• **WORK TASK**: Write out all of the records below precisely as given, omitting the images.

• **Items from a dataset**:
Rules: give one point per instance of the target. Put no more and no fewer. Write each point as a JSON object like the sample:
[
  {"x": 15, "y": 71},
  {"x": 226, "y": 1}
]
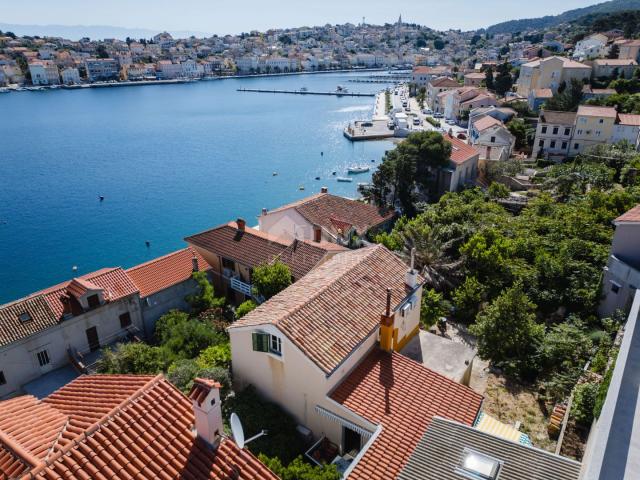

• **ANSWER SPACE**:
Rules: give one point per instance of the target. Put no more and no fewer. Write each point as a JSON object like the sample:
[
  {"x": 15, "y": 71},
  {"x": 226, "y": 1}
]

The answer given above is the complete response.